- Exercise objective: According to the BioThrax excerpt, in what year did the FDA first license BioThrax?

- Document extract:
========

DoD, as I talked about, has an active immunization program to vaccinate individuals who are going into high threat areas. The safety and efficacy of BioThrax has been demonstrated time and time again. It was first licensed by the FDA in 1970, so it has been manufactured and approved by the FDA for 37 years. The safety and efficacy has been confirmed most recently by the FDA with the final order they issued in December of '05.

The customer base for BioThrax right now is primarily the U.S. government, split between DoD and HHS. The Department of Defense has had an active immunization program for military personnel since the early 1990s. So they are buying our products and immunizing their military personnel with the product as opposed to HHS, who is buying our product, putting it in a Strategic National Stockpile of medical countermeasures for the protection of civilians if there is another use of anthrax as a biologic weapon.

They purchased 10 million doses of our product so far. There is a request for a proposal they issued earlier this year for as much as another 18.75 million doses. We are in active negotiations with them to finalize that contract.

There are two other customers or three other customers beyond the US government I want to briefly mention. First of all, there is the emergency responder group. So there are counterparts to the military who are actively exposed to the threat of anthrax, in occupations such as first responders, emergency medical technicians, police and fire, who will be called to the front-line at the next use of anthrax. Those individuals need to be protected, need to be immunized. None of them are right now; that actually is a customer base. If you look at the full-time first responders, that’s more than a million people in the United States. It's more than 5 million individuals if you include all the voluntary personnel involved in the emergency responder group, so it's a huge untapped market that we are aggressively pursuing.

In addition to that, I’ve mentioned the international governments, so countries such as Canada, Germany and Taiwan have purchased smaller amounts of product, but primarily because of our capacity constrain and the fact that we are selling all we can make to DoD and HHS, we have not been able to fully capitalize on that market.

The BioThrax product is good as it is. There is always room for improvement, so we are continually investing in ongoing enhancements to BioThrax, the licensed Vaccine in three areas I'll briefly touch upon. One is pre-exposure label expansion. So there I am talking about reducing the number of doses -- license filed with the FDA as well as including a new route of administration to make the product even safer and hopefully more effective.

The second area is post-exposure label indication. So this is the new label indication that, as opposed to pre or proactively immunizing at-risk individuals, once someone has been exposed to anthrax, if you immunize them and give them antibiotics soon enough, then the combination of the vaccine and antibiotics is protective. And I'll talk a minute about the third product, which is an immune globulin product that is used once you're exposed to anthrax and it's too late for the vaccine and antibiotics to be helpful; we have another product in development for those patients.

========

- Stored items from a collection:
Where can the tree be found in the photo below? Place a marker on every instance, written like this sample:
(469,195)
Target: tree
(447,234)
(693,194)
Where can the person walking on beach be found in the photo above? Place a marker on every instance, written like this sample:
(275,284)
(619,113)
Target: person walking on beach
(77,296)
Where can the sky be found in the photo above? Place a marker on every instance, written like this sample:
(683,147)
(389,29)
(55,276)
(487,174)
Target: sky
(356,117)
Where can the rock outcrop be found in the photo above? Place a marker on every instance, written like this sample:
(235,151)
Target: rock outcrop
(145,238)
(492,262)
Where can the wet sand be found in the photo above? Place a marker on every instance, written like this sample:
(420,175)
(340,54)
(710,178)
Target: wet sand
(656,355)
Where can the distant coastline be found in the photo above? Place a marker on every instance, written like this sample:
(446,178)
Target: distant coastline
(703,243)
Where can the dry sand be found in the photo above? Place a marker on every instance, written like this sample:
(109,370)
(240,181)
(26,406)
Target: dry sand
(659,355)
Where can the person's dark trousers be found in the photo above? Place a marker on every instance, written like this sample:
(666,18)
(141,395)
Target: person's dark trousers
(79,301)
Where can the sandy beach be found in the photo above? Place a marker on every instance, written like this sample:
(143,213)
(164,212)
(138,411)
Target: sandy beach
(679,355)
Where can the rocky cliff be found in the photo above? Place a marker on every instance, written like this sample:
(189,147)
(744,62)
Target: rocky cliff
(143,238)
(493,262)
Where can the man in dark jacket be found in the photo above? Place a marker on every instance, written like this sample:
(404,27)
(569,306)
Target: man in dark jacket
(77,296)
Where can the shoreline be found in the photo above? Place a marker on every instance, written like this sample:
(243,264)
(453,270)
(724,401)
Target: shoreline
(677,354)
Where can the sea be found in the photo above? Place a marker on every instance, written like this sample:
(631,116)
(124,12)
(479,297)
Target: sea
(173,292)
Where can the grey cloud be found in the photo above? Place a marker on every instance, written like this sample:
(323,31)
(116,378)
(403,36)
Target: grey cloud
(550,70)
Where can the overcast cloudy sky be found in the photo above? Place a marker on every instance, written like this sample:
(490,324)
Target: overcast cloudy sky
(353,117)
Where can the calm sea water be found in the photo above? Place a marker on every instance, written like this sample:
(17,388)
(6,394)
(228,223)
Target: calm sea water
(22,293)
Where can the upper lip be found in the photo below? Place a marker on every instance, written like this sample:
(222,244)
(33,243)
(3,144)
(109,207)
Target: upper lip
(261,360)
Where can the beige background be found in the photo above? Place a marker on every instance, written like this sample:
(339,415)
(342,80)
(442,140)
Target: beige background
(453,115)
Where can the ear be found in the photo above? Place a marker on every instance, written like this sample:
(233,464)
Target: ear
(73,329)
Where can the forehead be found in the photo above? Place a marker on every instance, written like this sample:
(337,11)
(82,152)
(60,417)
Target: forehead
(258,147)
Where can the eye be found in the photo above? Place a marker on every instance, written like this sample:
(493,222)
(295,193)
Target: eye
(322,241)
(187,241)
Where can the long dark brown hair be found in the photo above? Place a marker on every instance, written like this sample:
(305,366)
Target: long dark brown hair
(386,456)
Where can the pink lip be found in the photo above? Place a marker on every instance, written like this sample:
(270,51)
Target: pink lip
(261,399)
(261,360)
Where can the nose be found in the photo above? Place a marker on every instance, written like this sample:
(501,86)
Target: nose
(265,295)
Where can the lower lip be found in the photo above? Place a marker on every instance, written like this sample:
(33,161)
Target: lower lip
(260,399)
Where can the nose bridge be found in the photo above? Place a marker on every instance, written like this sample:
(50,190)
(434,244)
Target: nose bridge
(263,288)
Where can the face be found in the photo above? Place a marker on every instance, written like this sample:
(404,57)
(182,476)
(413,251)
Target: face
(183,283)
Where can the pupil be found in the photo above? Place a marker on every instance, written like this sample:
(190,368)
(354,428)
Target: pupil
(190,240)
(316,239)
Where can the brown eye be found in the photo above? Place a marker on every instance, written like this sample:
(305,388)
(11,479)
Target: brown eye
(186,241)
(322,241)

========

- Answer to this exercise: 1970